>> BEGIN Excerpt

In the Matter of Application of Vaccaro

61 A.2d 905 | N.J. Super. Ct. App. Div. | 1948

[EDITORS' NOTE: THIS PAGE CONTAINS HEADNOTES. HEADNOTES ARE NOT AN OFFICIAL PRODUCT OF THE COURT, THEREFORE THEY ARE NOT DISPLAYED.] *593 Sebastain P. Vaccaro, who claimed to be a voter and resident of the City of Asbury Park, presented to the New Jersey Supreme Court in August, 1948, a petition for a declaratory judgment adjudging his "rights, status and other legal relations" in connection with a petition stated to have been signed by qualified voters in excess of twenty per centum, of the voters of Asbury Park. It is alleged in the petition that a "controversy" has arisen in Asbury Park over the petition signed by the qualified voters, and whether the same should be filed and an election to proceed thereon, under R.S. 40:70-1 et seq., as claimed by the petitioner, or under R.S. 40:85-1 et seq., as alleged by those in opposition.

The matter in controversy was assigned to this Court for determination, before the Mayor and other city officials were ordered by the Supreme Court to be joined as parties to the proceeding, and since there has been joined, upon application, a number of legal voters in the municipality who support the petition. On September 30, 1948, an answer was filed by the Mayor and other officials made parties, in which it was denied thatR.S. 40:70-1 et seq., had any application for the reasons alleged; that said statutes "deal with the establishment for the first time of the commission form of government; whereas the pertinent statutes are those dealing with the procedure for the abandoning of municipal form of government adopted under R.S. 40:85-1 et seq." The answer further charges that the relief prayed for should not be granted because the petition for a change in government was not filed; that the petitioner, Sebastian P. Vaccaro, is not a resident and qualified voter of Asbury Park and has no rights or legal relations that are effected and that he has no right to file the application for a declaratory judgment.

>> END Excerpt
>> BEGIN Raw records

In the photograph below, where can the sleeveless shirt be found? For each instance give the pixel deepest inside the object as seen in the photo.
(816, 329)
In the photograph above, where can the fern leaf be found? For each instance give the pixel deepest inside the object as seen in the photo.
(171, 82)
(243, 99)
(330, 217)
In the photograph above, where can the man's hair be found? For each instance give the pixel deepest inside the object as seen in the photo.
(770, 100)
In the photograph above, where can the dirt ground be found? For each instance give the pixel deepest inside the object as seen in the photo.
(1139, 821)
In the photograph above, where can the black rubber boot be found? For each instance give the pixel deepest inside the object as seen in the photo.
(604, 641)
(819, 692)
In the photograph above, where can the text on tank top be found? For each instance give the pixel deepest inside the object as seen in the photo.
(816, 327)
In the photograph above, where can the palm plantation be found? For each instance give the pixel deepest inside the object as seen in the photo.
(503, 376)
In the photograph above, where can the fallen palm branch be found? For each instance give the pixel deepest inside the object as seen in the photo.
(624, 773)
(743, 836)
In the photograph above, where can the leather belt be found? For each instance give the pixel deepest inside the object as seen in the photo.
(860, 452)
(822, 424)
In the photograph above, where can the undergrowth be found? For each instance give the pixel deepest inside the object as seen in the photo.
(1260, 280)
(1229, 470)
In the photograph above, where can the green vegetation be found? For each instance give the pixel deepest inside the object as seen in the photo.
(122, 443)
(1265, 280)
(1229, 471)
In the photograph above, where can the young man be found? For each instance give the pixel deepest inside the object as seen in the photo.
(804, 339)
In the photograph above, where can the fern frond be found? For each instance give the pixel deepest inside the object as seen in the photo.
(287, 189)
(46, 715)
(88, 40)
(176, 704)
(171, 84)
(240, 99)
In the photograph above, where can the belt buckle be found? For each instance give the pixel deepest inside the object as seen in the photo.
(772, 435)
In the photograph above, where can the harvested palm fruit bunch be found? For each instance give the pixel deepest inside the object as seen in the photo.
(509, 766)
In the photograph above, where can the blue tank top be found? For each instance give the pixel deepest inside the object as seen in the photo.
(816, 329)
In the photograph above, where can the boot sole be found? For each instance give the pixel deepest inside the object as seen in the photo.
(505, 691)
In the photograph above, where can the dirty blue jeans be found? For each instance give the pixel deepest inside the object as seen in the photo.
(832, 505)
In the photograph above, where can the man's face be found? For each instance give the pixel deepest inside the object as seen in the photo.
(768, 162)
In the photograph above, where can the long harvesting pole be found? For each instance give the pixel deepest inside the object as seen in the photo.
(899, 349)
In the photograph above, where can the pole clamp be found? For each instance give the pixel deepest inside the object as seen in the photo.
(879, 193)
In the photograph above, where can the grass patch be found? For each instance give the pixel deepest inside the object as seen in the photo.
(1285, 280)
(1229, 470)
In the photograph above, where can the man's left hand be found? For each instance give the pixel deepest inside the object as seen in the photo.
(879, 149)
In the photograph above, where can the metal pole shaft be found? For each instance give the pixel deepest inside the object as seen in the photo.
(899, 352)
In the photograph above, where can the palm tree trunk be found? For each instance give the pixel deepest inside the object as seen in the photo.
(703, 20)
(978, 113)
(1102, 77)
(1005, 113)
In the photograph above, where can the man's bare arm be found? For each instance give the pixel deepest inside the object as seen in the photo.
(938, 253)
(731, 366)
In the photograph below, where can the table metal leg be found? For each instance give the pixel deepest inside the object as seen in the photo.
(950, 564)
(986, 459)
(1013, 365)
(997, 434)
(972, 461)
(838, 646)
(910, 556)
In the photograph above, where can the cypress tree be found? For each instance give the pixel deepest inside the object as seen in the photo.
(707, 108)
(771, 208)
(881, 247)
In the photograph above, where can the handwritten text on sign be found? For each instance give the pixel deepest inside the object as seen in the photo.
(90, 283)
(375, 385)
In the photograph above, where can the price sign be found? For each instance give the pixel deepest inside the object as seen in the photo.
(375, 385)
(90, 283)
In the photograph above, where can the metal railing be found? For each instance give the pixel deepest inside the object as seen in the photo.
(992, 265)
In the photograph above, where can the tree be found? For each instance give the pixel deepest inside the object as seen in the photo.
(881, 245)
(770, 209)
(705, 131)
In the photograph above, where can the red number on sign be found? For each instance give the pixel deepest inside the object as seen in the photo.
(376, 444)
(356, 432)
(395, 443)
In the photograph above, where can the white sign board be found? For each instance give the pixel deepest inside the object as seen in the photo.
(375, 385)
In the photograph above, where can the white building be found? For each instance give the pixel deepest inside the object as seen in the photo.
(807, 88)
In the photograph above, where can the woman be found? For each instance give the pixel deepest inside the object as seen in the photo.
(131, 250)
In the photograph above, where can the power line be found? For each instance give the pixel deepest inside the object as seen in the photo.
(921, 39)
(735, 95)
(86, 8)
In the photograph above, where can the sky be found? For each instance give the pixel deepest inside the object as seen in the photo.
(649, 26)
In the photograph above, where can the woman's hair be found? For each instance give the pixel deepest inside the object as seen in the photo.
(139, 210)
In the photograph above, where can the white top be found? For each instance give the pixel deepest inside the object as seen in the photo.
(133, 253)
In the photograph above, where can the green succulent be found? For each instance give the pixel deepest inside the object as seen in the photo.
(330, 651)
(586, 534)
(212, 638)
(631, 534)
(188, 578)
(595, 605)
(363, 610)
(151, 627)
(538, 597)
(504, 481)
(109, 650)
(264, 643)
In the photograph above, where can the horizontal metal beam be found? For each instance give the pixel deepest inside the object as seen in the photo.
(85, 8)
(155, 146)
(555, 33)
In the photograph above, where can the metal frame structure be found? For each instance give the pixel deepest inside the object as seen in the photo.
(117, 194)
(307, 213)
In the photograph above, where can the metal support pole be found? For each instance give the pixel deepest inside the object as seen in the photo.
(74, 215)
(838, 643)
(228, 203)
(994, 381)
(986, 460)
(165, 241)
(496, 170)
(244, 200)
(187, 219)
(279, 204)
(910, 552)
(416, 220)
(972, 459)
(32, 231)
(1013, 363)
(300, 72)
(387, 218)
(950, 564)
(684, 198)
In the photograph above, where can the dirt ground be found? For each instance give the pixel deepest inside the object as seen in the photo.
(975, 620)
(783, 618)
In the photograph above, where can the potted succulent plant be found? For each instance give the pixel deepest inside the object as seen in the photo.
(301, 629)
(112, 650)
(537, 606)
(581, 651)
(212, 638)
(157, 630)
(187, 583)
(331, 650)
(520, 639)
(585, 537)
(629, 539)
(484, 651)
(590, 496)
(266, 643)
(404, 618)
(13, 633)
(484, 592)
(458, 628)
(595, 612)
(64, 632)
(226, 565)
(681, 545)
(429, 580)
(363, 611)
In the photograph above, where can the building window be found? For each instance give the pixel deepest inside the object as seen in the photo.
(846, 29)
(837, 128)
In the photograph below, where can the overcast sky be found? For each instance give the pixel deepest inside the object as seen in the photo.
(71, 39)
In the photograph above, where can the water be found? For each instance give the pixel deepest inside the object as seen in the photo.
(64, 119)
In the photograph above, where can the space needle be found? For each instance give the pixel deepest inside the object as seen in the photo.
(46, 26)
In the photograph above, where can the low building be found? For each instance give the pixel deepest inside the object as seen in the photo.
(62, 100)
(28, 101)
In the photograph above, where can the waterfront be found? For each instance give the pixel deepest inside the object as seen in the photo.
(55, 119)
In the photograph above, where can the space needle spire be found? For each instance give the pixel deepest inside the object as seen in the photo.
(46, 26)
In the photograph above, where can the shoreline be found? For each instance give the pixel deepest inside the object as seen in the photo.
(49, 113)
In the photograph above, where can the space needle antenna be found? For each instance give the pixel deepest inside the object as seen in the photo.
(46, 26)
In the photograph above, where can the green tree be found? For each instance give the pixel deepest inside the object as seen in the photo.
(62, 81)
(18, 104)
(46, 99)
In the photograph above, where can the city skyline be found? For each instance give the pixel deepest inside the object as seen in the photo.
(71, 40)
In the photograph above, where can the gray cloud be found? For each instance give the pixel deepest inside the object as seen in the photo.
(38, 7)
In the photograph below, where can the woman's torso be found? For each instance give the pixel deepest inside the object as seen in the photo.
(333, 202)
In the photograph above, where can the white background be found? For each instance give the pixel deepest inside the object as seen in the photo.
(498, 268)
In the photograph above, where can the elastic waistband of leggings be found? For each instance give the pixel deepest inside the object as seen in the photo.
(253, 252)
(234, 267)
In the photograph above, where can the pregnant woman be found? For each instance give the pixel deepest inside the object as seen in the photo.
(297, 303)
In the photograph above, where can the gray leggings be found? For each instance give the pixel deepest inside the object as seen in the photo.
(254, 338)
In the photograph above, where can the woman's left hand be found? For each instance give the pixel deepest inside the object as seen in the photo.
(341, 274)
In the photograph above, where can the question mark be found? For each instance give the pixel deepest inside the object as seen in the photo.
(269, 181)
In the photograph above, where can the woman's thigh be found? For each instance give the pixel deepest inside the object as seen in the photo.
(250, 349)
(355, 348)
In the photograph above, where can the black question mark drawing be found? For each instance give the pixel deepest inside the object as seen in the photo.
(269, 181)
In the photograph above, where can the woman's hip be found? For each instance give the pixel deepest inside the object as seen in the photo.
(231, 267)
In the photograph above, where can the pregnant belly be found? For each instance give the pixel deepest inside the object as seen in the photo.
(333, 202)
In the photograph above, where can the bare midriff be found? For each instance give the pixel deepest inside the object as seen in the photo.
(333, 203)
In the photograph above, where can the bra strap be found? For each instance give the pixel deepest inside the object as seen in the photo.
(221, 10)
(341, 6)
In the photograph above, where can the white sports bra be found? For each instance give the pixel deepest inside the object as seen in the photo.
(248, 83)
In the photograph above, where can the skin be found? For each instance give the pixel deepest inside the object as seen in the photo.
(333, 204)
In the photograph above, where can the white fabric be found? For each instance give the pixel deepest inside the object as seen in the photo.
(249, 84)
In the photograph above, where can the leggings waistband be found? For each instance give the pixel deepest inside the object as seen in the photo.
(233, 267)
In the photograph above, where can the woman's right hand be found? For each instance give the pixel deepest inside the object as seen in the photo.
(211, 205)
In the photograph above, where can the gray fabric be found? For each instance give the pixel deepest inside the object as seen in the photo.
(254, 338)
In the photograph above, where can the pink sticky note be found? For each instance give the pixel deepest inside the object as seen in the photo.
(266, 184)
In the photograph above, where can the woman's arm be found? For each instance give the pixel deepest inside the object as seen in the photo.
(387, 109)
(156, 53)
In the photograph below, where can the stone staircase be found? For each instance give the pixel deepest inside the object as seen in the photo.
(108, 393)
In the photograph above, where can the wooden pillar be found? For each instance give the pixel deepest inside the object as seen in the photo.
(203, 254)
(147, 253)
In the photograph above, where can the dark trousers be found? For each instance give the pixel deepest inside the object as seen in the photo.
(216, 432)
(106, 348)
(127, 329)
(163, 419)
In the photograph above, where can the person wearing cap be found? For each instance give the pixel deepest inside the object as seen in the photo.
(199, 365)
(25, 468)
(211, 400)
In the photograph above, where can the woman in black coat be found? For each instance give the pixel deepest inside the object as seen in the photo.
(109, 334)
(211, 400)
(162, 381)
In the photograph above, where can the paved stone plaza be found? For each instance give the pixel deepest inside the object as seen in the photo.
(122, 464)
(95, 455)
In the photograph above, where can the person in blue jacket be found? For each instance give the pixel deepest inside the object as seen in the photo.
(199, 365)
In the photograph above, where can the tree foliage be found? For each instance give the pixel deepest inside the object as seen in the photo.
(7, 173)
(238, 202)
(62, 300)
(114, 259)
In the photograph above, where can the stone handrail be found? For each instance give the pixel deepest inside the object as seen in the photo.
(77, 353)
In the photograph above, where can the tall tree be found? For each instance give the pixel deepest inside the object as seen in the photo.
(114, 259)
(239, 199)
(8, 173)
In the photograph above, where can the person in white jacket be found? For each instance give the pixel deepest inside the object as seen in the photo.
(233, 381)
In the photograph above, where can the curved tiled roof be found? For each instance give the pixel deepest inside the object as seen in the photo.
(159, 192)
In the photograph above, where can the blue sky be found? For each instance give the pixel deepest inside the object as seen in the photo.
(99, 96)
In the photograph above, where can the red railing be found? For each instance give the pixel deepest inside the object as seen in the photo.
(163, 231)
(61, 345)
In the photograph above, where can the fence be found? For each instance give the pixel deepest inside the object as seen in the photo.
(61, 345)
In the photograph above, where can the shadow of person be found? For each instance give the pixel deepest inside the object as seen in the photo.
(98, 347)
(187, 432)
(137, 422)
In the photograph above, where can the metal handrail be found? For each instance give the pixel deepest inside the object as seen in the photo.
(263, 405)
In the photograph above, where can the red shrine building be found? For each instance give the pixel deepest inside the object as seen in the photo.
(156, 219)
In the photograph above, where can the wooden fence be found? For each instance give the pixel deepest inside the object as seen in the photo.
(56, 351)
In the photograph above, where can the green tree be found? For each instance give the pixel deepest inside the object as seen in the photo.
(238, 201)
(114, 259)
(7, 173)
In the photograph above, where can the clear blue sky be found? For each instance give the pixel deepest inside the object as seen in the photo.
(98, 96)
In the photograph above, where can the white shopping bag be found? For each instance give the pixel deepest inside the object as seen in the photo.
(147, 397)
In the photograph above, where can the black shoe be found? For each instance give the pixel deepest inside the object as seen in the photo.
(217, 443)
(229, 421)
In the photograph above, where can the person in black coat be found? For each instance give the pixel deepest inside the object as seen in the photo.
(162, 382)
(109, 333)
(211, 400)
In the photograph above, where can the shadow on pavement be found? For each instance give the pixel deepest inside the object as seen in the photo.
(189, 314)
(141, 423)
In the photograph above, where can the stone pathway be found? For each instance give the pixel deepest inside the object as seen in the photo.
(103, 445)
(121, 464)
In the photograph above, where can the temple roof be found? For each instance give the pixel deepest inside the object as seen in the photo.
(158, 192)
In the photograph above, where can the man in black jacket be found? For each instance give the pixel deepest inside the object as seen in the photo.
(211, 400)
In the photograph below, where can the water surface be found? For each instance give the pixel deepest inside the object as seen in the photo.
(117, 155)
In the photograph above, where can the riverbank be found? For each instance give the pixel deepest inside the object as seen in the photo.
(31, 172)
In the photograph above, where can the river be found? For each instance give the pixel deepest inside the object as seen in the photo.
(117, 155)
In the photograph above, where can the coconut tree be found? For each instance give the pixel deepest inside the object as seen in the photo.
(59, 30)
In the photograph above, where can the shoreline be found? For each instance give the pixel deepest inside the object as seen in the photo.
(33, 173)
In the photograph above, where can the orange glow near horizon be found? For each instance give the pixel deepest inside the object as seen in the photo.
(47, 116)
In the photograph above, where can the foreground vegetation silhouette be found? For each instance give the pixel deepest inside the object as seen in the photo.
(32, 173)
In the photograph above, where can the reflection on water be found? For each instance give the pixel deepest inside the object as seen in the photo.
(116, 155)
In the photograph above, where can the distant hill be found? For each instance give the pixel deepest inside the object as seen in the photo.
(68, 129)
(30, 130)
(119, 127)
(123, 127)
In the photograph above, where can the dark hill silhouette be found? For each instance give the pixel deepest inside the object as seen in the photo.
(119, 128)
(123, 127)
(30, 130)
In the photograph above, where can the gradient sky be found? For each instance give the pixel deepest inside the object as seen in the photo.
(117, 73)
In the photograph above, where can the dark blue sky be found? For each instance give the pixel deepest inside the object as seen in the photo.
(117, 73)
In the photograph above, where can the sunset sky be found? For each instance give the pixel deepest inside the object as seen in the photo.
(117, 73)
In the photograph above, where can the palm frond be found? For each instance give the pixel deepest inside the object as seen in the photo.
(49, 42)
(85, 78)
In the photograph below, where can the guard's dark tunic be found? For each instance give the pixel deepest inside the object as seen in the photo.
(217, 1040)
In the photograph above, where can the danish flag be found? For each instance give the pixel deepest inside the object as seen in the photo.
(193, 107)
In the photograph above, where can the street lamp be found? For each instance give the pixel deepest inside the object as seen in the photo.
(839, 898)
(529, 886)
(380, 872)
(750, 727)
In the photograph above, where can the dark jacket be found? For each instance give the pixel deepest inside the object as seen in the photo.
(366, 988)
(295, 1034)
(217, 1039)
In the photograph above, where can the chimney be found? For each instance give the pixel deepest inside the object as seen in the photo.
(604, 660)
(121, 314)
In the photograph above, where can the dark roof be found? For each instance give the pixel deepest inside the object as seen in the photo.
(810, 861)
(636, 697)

>> END Raw records

Set of tasks:
**A)** In the court opinion on the Vaccaro application, on what date did the Mayor and the other city officials file their answer?
**B)** Pick up the court opinion on the Vaccaro application where it stops and carry it forward.

Results:
**A)** September 30, 1948.

**B)**
Depositions were taken and oral arguments were heard. During this period the petition with the signatures of the legal voters was presented to the City Clerk, who refused to retain the same. Depositions relating to petitioner's legal residence disclosed that the petitioner had a business office in Asbury Park, with rooms above, which he claimed as his "legal residence", while his wife and children lived continuously *595 in a house owned by the petitioner and his wife in an adjoining municipality, in which the telephone and other utility services were listed in the petitioner's name, and paid for by him. It also was shown that he stayed quite frequently at the address outside of Asbury Park. During an oral argument, on this subject, it was conceded that residence was not pertinent to the issue since legal residents of Asbury Park were now parties in the case favoring the petition, and it was admitted by the answering defendants that the petition was presented to the City Clerk. Though these defendants have consented to the elimination of their objection that the petitioner is not a legal resident, and the Court has consented thereto, it should not be understood that the Court encourages a split loyalty in community or family life.

On October 21, 1948, there was filed with the court final briefs and a stipulation signed by all the parties in the case, including the interveners; in which it is stipulated the latter are residents and qualified voters of Asbury Park; that the question of the residence of the petitioner, Sebastian P. Vaccaro, is not material to the determination of the issues in the case and that the City of Asbury Park was governed by a commission form of government from the month of March, 1915 to December 5, 1933, and since the last mentioned date to the present time under the Municipal Manager Law.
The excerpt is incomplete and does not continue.